▶ _WRITTEN EXERCISE_: Transcribe every line of the material below, keeping each character and line break unchanged.

━━ SUPPLIED RECORDS

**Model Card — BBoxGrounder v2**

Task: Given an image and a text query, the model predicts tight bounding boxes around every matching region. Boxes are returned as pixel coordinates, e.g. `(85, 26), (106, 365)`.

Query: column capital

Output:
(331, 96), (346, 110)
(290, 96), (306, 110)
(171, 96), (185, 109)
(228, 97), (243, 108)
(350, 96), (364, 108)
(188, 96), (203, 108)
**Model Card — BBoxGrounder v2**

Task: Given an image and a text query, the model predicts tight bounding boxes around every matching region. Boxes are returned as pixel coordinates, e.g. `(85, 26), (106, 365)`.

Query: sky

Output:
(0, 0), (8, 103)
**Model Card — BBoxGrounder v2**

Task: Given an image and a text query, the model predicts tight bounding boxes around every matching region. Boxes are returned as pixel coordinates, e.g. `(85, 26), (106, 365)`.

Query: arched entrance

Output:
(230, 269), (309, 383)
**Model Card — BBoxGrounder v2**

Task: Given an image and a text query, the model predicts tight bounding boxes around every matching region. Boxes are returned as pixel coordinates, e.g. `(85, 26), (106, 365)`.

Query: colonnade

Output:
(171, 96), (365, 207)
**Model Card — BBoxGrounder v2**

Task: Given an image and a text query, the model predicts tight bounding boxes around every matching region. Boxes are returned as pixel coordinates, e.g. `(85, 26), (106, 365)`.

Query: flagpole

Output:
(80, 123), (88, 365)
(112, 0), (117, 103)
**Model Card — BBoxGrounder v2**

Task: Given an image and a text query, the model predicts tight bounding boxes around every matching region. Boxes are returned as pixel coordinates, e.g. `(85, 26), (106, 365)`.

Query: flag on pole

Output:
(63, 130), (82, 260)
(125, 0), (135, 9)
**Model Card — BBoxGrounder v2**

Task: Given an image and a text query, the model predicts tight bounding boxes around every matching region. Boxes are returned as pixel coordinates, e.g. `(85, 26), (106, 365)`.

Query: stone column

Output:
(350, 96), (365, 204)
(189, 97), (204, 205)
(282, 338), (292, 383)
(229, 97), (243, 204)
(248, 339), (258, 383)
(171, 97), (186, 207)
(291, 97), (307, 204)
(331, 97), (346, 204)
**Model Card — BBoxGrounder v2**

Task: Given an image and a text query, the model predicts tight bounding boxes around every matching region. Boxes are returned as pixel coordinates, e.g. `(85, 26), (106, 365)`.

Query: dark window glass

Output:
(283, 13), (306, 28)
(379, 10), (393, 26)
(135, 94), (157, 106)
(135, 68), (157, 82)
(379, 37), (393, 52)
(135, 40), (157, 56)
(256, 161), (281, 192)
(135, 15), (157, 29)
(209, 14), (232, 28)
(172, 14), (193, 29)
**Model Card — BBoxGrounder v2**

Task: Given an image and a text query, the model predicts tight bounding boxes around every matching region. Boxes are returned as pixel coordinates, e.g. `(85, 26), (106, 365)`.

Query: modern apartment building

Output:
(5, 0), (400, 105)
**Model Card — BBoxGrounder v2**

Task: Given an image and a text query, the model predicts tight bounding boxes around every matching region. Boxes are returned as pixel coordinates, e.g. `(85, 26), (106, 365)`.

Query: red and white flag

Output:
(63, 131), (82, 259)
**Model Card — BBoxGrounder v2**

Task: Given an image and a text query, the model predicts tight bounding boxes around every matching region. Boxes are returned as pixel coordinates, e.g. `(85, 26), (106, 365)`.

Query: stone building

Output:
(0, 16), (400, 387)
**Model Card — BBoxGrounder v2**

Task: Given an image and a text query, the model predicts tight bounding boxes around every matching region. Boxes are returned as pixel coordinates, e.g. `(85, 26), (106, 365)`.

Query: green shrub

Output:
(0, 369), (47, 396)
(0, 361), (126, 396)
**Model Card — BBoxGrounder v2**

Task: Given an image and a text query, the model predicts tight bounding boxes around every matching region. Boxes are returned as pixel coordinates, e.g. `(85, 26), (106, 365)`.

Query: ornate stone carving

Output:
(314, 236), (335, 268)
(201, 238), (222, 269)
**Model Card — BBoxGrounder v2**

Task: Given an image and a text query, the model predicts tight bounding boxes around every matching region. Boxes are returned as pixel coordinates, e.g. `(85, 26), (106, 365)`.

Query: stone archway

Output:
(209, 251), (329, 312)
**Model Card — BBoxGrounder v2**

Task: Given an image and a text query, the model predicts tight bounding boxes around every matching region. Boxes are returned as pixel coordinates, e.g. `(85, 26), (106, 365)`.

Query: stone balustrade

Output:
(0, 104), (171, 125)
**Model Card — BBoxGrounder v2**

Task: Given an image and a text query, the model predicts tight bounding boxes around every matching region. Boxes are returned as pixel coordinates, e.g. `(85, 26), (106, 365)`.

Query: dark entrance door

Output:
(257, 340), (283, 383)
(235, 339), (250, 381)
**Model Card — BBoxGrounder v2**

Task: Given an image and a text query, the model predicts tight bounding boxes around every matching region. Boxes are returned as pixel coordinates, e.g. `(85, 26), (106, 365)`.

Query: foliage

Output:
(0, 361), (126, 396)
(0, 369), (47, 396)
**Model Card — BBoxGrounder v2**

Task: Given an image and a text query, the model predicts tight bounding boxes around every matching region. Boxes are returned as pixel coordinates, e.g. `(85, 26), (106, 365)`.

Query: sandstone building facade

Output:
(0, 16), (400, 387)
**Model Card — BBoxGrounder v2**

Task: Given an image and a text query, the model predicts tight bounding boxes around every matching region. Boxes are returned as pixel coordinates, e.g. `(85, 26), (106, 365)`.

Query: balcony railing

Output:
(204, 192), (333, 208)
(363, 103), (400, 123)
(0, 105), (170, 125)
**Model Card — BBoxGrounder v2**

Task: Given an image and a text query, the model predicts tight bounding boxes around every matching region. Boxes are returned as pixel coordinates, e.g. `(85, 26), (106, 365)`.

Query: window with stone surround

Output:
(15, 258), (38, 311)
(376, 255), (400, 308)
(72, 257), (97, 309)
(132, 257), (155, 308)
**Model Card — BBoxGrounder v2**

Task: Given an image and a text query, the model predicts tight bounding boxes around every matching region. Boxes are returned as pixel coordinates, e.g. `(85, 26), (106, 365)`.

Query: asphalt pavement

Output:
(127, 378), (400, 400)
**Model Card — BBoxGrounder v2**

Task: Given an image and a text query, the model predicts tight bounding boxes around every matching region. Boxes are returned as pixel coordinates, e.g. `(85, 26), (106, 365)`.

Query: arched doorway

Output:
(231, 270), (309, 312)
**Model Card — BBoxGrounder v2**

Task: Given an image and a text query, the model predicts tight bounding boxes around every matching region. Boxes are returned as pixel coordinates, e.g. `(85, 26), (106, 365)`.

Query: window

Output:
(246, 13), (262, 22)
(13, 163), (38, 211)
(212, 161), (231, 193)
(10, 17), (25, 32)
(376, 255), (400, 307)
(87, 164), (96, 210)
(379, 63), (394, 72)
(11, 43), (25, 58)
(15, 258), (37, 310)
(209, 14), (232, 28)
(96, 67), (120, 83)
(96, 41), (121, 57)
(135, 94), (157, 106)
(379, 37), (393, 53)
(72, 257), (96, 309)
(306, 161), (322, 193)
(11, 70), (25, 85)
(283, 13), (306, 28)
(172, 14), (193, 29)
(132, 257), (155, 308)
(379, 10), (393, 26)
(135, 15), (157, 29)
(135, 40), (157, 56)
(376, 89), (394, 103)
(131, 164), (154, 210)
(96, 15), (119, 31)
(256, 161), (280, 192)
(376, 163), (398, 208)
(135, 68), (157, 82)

━━━━

▶ _FULL SOLUTION_:
**Model Card — BBoxGrounder v2**

Task: Given an image and a text query, the model predicts tight bounding boxes around every matching region. Boxes are returned as pixel coordinates, e.g. `(85, 26), (106, 365)`.

Query: column capital

Output:
(331, 96), (346, 110)
(290, 96), (306, 110)
(171, 96), (185, 109)
(228, 97), (243, 108)
(350, 96), (364, 108)
(188, 96), (203, 108)
**Model Card — BBoxGrounder v2**

Task: Given an image and a text query, the model predicts tight bounding boxes around every matching region. Boxes are returned as pixel coordinates, e.g. `(85, 26), (106, 365)`.

Query: sky

Output:
(0, 0), (8, 103)
**Model Card — BBoxGrounder v2**

Task: Given an image and a text query, the model predicts tight bounding boxes around every matching region. Boxes are returned as pixel coordinates, e.g. `(85, 26), (106, 365)`.

Query: arched entrance

Output:
(230, 269), (309, 383)
**Model Card — BBoxGrounder v2**

Task: Given an image and a text query, the model predicts tight bounding boxes around every matching region. Boxes are returned as pixel coordinates, e.g. `(85, 26), (106, 365)`.

Query: colonnade

Output:
(171, 96), (365, 207)
**Model Card — BBoxGrounder v2**

Task: Given an image and a text query, the model predicts tight bounding boxes around every matching region. Boxes are returned as pixel coordinates, e.g. `(85, 26), (106, 365)`.

Query: flagpole

Output:
(80, 123), (88, 365)
(112, 0), (117, 103)
**Model Card — BBoxGrounder v2**

Task: Given an image and a text query, the model predicts tight bounding boxes around every matching region. Boxes are returned as pixel coordinates, e.g. `(85, 26), (106, 365)`.

Query: flag on pole

Output:
(63, 130), (82, 260)
(125, 0), (135, 9)
**Model Card — BBoxGrounder v2**

Task: Given an image and a text query, the model predicts tight bounding boxes around every matching region. Boxes are returned as pixel coordinates, e.g. `(85, 26), (106, 365)`.

Query: stone column

Output:
(350, 96), (365, 204)
(189, 97), (204, 205)
(282, 338), (292, 383)
(229, 97), (243, 204)
(248, 339), (258, 383)
(171, 97), (186, 207)
(291, 97), (307, 204)
(331, 97), (346, 204)
**Model Card — BBoxGrounder v2**

Task: Given an image and a text query, the model predicts tight bounding boxes around every matching region. Boxes are returned as pixel coordinates, e.g. `(85, 26), (106, 365)`.

Query: dark window glass

Output:
(283, 13), (306, 28)
(379, 10), (393, 26)
(135, 94), (157, 106)
(135, 68), (157, 82)
(379, 37), (393, 52)
(135, 40), (157, 56)
(256, 161), (281, 192)
(135, 15), (157, 29)
(209, 14), (232, 28)
(172, 14), (193, 29)
**Model Card — BBoxGrounder v2**

Task: Given an image and a text query, the model predicts tight bounding boxes around every matching region. Boxes are returned as pixel coordinates, e.g. `(85, 26), (106, 365)`.

Query: modern apartment building

Output:
(5, 0), (400, 105)
**Model Card — BBoxGrounder v2**

Task: Given an image and a text query, the model predicts tight bounding boxes around every matching region. Boxes are returned as pixel coordinates, e.g. `(85, 26), (106, 365)`.

Query: red and white flag

Output:
(63, 131), (82, 259)
**Model Card — BBoxGrounder v2**

Task: Given an image and a text query, the model predicts tight bounding boxes around every matching region. Boxes are returned as pixel coordinates, e.g. `(85, 26), (106, 365)`.

Query: stone building

Output:
(0, 16), (400, 387)
**Model Card — BBoxGrounder v2**

Task: Given an image and a text query, the model predicts tight bounding boxes around every matching region. Boxes are returned as pixel coordinates, e.g. `(85, 26), (106, 365)`.

Query: green shrub

Output:
(0, 369), (47, 396)
(0, 361), (126, 396)
**Model Card — BBoxGrounder v2**

Task: Given an image and a text query, the model predicts tight bounding boxes around every matching region. Boxes are returned as pixel coordinates, e.g. `(85, 26), (106, 365)`.

Query: ornate stone carving

Output:
(314, 236), (335, 268)
(201, 238), (222, 269)
**Model Card — BBoxGrounder v2**

Task: Given an image and a text query, the model predicts tight bounding boxes around every matching region. Boxes are returned as pixel coordinates, e.g. `(85, 26), (106, 365)`.

Query: stone archway

Output:
(209, 251), (329, 312)
**Model Card — BBoxGrounder v2**

Task: Given an image and a text query, the model predicts tight bounding boxes around every matching region. Boxes are returned as pixel coordinates, e.g. `(85, 26), (106, 365)`.

Query: stone balustrade

Output:
(0, 104), (171, 125)
**Model Card — BBoxGrounder v2**

Task: Given an image and a text query, the model predicts tight bounding boxes around every matching region. Boxes are returned as pixel coordinates, e.g. `(85, 26), (106, 365)`.

Query: dark entrance door

Output:
(257, 340), (283, 383)
(235, 339), (250, 381)
**Model Card — BBoxGrounder v2**

Task: Given an image and a text query, the model predicts tight bounding boxes around every matching region. Boxes are returned as pixel coordinates, e.g. `(85, 26), (106, 365)`.

Query: foliage

Output:
(0, 361), (126, 396)
(0, 369), (47, 396)
**Model Card — BBoxGrounder v2**

Task: Given an image and a text query, the model predicts tight bounding boxes around every matching region. Boxes are returned as pixel coordinates, e.g. `(85, 26), (106, 365)`.

Query: sandstone building facade

Output:
(0, 16), (400, 387)
**Model Card — BBoxGrounder v2**

Task: Given an image and a text query, the model predicts tight bounding boxes around every matching region. Boxes are returned as pixel coordinates, e.g. `(85, 26), (106, 365)`.

Query: balcony railing

Output:
(204, 192), (333, 208)
(363, 103), (400, 123)
(0, 105), (170, 125)
**Model Card — BBoxGrounder v2**

Task: Given an image and a text query, the model predicts tight bounding boxes around every matching region. Boxes are returned as pixel coordinates, e.g. `(85, 26), (106, 365)`.

Query: window with stone surround

Output:
(15, 258), (38, 311)
(376, 255), (400, 308)
(72, 257), (97, 309)
(132, 257), (155, 308)
**Model Card — BBoxGrounder v2**

Task: Given an image and a text query, the model predicts tight bounding boxes around every matching region. Boxes are returned as pixel coordinates, e.g. `(85, 26), (106, 365)`.

Query: asphalt pavement

Output:
(127, 378), (400, 400)
**Model Card — BBoxGrounder v2**

Task: Given an image and a text query, the model predicts tight bounding boxes around every matching region. Boxes are returned as pixel coordinates, e.g. `(85, 26), (106, 365)`.

Query: arched doorway

Output:
(231, 270), (309, 312)
**Model Card — BBoxGrounder v2**

Task: Given an image and a text query, the model predicts tight bounding boxes around every matching region. Boxes are returned as pixel coordinates, e.g. `(85, 26), (106, 365)`.

Query: window

Output:
(246, 13), (262, 22)
(13, 163), (38, 211)
(212, 161), (231, 193)
(10, 17), (25, 32)
(376, 255), (400, 307)
(87, 164), (96, 210)
(379, 63), (394, 72)
(11, 43), (25, 58)
(15, 258), (37, 310)
(209, 14), (232, 28)
(96, 67), (120, 83)
(96, 41), (121, 57)
(135, 94), (157, 106)
(379, 37), (393, 53)
(72, 257), (96, 309)
(306, 161), (322, 193)
(11, 70), (25, 85)
(283, 13), (306, 28)
(172, 14), (193, 29)
(132, 257), (155, 308)
(379, 10), (393, 26)
(135, 15), (157, 29)
(135, 40), (157, 56)
(376, 89), (394, 103)
(131, 164), (154, 210)
(96, 15), (119, 31)
(256, 161), (280, 192)
(376, 163), (398, 208)
(135, 68), (157, 82)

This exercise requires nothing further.